** START EXTRACT TO READ **

2. In general we would go with Solr for the search index because of we have experience with it, because of its documentation, because of it distributed features and because it is mature.
3. As of 2012 vivosearch.org uses Drupal and solrsearch javascript libraries. The js libraries allow the development of the search UI with only client side interaction ( https://github.com/evolvingweb/ajax-solr ).
   
   • This choice could be revisited for the multi-site VIVO search project. 
4. In order to scale the process out we were planing to use Hadoop to manage parallel tasks . and to run the indexing jobs on a set VMs setup as Hadoop nodes.
   
   • Many approaches to the problem of indexing linked data from VIVO sites would be embarrassingly paralleled.
   • Brian Caruso Cornell has worked with RDF indexing to Solr on Hadoop clusters on Eucalyptus clouds.
     
   • Consider using a IaaS abstraction layer such as jclouds, apache libcloud or overmind. These allow developing against an interface which can then target many different cloud service providers. The primary goal of this would be to avoid lock in to one cloud provider.

** END EXTRACT TO READ **
** START GIVEN INFORMATION **

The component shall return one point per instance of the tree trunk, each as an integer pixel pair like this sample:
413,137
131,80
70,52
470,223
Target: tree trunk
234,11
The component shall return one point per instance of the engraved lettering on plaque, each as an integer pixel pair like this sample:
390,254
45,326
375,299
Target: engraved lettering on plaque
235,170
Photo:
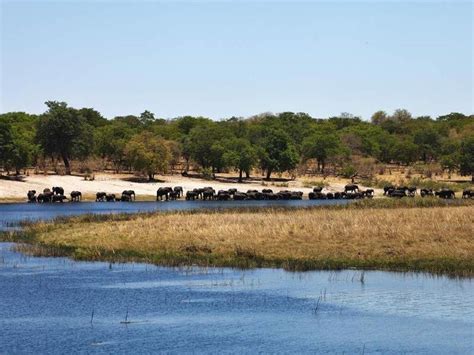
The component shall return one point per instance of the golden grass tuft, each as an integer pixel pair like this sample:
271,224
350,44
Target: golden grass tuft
439,240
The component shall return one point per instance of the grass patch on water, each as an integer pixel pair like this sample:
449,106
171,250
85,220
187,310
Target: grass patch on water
410,234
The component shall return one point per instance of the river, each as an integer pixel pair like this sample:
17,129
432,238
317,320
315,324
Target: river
57,306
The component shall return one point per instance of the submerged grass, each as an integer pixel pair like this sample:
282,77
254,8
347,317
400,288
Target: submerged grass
417,234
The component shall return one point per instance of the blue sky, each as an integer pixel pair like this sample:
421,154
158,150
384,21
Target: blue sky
225,58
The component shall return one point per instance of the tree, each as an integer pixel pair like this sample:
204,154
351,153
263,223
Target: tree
379,117
401,115
427,140
240,155
148,154
466,157
277,153
404,151
321,146
204,145
6,145
62,131
110,142
147,118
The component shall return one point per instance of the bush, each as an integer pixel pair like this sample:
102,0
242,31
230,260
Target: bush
348,171
207,173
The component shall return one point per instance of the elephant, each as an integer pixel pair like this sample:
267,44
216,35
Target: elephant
468,193
270,196
296,195
191,195
284,195
388,188
446,194
46,196
178,190
317,196
163,191
399,193
31,196
76,196
110,198
232,191
100,197
412,191
58,190
426,192
58,198
41,198
369,193
208,194
223,195
240,196
129,193
351,188
126,198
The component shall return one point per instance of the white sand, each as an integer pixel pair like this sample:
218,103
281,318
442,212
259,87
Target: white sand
111,183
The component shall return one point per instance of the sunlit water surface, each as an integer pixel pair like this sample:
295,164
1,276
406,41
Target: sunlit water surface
59,306
13,213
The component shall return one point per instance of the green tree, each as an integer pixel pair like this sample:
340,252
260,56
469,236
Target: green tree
379,117
321,146
401,115
240,155
6,145
111,140
428,141
63,132
277,153
148,154
466,157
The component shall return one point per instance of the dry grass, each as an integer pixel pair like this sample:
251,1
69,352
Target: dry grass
439,240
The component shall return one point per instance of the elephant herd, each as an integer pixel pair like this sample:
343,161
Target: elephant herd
351,191
127,196
208,193
405,191
55,194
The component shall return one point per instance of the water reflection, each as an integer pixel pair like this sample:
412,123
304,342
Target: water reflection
55,305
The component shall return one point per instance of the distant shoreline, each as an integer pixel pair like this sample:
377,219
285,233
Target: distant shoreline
421,235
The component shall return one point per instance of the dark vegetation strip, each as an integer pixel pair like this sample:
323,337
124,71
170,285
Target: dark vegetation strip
427,202
241,258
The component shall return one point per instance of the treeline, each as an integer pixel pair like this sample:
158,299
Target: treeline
271,143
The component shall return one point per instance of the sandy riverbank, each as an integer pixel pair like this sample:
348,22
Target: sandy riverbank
11,190
371,234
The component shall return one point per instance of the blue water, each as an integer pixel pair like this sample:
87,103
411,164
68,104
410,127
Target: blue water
46,307
13,213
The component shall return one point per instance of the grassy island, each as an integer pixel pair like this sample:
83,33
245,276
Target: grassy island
426,235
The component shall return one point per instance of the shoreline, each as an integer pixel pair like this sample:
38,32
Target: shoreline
361,235
12,190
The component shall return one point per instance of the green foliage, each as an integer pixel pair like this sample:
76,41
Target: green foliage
63,132
348,171
276,143
466,157
148,154
277,153
240,155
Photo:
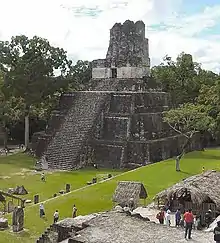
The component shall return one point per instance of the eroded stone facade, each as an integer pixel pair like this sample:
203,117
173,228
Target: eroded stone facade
117,122
127,55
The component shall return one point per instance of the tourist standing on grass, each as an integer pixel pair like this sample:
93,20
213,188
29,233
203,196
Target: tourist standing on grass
178,217
43,178
160,216
42,211
55,216
217,233
168,217
74,211
188,218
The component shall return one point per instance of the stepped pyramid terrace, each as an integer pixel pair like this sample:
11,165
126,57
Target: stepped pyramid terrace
117,122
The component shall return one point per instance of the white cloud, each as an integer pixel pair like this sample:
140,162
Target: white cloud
66,23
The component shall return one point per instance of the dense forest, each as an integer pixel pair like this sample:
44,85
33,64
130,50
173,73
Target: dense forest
33,75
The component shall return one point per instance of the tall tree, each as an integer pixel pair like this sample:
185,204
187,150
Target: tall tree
29,65
179,78
10,110
188,120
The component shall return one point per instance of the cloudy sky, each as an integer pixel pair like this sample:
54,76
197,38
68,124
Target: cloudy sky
82,26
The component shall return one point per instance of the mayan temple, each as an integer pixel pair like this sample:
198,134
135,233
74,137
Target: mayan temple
117,122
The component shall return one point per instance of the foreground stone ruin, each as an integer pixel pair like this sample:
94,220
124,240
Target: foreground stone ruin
116,227
118,122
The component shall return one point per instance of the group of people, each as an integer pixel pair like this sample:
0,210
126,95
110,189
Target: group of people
188,220
56,213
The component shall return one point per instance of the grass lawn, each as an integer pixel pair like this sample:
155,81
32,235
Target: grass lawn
18,170
95,198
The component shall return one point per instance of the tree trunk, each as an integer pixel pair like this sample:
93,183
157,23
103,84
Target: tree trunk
178,158
5,136
26,136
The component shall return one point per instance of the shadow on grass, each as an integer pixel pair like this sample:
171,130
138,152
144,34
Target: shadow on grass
186,173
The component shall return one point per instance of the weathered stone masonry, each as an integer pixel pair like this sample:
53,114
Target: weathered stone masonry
118,121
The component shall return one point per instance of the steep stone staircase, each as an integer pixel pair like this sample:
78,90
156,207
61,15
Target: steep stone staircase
66,144
63,150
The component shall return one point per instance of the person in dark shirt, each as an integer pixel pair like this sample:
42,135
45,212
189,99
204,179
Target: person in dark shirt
178,217
217,233
188,218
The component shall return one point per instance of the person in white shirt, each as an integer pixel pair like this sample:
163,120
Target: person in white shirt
55,216
168,218
42,212
74,211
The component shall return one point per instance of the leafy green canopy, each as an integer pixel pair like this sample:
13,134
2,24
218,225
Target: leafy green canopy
29,65
189,119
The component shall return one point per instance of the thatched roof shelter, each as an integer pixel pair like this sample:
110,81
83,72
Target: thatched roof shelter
127,190
117,227
201,188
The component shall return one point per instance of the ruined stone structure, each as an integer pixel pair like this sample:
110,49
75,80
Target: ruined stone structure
118,121
127,55
113,227
18,219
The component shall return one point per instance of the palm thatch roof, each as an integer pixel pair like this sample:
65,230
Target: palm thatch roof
129,189
117,227
202,187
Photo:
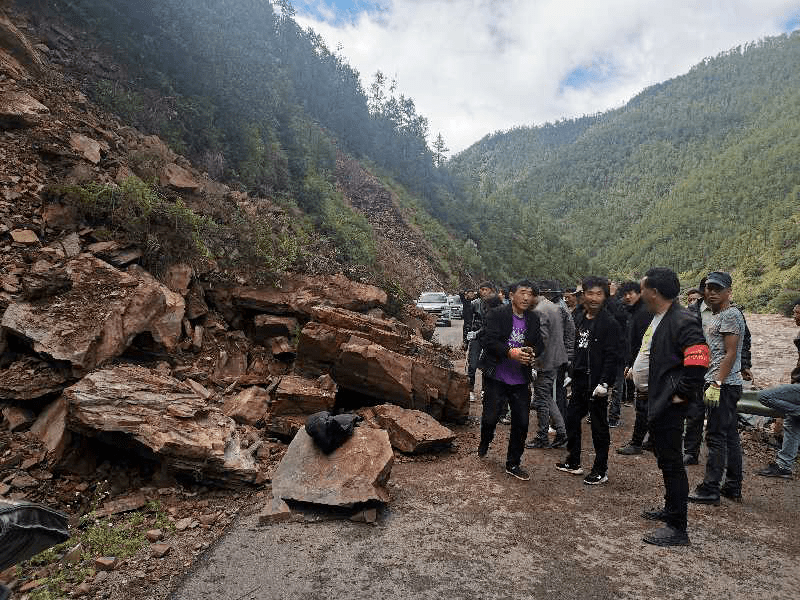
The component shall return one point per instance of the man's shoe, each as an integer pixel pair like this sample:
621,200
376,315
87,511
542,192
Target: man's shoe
595,478
518,472
657,514
731,494
773,470
630,449
483,448
536,443
700,495
667,536
568,468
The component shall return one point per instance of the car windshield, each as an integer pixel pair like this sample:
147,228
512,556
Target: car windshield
433,298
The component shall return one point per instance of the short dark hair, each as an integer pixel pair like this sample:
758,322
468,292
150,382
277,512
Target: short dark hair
663,280
524,283
630,286
595,281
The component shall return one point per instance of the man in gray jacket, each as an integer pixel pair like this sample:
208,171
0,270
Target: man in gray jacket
554,355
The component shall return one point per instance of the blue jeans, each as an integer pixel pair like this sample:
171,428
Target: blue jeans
785,398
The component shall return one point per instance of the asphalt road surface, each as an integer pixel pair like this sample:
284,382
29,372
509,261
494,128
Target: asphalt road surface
458,527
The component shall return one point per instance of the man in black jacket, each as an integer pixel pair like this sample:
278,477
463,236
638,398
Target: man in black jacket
638,320
597,344
511,340
674,357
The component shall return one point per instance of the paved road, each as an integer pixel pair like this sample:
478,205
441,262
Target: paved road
458,527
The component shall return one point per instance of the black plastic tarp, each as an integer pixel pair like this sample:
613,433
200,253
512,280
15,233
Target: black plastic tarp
26,529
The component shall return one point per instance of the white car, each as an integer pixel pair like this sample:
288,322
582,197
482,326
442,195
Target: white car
436,303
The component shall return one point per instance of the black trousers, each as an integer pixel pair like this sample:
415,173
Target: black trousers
581,403
640,424
496,395
667,435
695,416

** END GIVEN INFORMATION **

# GIVEN REQUEST
Carry on the notes about indexing VIVO sites for search, picking up after their final point. The records are separate material and have nothing to do with the notes on the VIVO search index.

# OUTPUT OF THE TASK
     

Notes

• HTTP for retrieving RDF, yes
• What is the adoption of SPARQL in the community
• It may be nice to demonstrate that a SPARQL endpoint is not needed to enable interesting results
• Solr, seems reasonable for now
  
  • Considering having Solr in one place versus distributed Solr (master/slaves)
• Web interface: drupal with solrsearch.js
  
  • Most work is on clientside with js
  • This continues to be appealing
  • We have limited insight into this component
  • Suggestion to create list of default technologies, criteria, and alternatives
• Hadoop is currently reasonable choice
• Ruby (blacklight/hydra) or Drupal?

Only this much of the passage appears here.